[Provided material — start]

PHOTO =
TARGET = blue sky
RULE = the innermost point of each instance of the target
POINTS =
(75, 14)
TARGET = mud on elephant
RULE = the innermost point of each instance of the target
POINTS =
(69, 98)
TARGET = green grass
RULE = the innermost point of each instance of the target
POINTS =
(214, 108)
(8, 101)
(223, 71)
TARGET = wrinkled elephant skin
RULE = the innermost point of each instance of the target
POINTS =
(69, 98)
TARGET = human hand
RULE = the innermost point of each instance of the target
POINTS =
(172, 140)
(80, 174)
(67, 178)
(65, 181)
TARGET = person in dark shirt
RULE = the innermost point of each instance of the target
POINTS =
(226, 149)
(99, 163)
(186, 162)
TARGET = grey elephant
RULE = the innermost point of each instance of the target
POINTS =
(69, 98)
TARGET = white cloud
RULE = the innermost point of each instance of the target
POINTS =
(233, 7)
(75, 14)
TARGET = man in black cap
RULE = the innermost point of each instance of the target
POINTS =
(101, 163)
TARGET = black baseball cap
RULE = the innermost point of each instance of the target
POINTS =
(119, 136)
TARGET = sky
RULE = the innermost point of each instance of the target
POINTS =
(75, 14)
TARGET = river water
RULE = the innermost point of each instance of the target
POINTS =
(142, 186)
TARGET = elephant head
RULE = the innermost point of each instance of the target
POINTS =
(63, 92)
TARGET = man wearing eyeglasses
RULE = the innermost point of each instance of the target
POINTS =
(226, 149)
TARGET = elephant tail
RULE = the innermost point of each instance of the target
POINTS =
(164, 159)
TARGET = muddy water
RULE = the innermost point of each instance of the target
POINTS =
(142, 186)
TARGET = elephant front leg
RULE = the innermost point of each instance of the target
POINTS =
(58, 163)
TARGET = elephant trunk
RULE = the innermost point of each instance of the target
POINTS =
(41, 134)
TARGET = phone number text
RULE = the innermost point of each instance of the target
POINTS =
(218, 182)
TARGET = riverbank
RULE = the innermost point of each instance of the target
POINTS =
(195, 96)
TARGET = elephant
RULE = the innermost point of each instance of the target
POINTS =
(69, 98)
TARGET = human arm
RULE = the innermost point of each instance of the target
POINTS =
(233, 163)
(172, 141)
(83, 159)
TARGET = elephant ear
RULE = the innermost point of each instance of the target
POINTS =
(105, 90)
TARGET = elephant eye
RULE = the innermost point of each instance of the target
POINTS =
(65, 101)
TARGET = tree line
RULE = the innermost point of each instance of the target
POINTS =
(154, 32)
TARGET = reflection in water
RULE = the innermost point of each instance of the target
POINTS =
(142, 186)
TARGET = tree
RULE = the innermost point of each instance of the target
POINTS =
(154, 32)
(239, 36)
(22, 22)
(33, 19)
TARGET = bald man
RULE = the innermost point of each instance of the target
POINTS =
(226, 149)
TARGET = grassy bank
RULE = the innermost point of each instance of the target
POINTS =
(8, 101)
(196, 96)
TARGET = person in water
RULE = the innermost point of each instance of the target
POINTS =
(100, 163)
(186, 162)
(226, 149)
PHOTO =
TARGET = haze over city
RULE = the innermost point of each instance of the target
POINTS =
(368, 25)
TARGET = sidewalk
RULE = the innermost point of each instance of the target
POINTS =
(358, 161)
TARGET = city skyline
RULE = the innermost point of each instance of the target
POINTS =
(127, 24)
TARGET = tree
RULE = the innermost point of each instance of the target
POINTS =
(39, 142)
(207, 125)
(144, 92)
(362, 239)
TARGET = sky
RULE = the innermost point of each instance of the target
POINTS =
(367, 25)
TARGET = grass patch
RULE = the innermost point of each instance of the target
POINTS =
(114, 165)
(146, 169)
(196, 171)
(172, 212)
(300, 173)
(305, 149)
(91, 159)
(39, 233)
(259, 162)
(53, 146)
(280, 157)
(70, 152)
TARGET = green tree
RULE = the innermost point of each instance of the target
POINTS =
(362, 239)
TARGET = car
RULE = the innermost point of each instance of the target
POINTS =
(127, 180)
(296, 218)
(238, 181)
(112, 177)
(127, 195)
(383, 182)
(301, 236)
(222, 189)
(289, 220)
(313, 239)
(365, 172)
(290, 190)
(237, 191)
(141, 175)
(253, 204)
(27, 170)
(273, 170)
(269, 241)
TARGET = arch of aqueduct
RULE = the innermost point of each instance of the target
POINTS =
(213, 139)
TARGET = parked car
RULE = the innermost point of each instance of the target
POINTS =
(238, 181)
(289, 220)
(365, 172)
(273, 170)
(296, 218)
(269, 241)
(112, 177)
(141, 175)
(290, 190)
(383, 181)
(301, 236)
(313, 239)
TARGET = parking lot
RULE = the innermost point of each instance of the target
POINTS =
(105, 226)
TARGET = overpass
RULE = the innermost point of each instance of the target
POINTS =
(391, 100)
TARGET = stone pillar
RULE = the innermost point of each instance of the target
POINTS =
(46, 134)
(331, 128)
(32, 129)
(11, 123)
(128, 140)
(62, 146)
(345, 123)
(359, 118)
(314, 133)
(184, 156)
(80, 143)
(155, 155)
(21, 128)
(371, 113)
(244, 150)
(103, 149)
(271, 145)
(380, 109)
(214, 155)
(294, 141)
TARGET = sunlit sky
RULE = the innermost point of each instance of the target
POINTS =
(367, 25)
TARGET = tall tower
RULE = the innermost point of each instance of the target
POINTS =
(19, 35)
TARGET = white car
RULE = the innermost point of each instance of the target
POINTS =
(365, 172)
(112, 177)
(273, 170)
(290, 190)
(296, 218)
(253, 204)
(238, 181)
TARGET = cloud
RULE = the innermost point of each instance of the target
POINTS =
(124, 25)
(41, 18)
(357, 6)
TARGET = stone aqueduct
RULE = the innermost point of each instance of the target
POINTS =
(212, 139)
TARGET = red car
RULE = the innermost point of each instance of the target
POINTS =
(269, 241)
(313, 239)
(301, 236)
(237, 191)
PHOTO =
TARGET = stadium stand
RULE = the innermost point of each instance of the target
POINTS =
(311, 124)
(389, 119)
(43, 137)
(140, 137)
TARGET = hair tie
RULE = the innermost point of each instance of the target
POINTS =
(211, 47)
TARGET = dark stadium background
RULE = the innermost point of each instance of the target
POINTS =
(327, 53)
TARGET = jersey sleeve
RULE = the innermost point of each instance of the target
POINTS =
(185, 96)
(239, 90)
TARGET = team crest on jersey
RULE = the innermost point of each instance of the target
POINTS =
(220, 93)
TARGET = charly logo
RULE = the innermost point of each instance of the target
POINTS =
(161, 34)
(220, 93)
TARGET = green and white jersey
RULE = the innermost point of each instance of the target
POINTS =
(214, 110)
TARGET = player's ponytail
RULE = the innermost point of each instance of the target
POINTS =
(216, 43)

[Provided material — finish]

**Exercise brief**
Count the lines above with the string "stadium"; report only that figure.

**Solved exercise**
2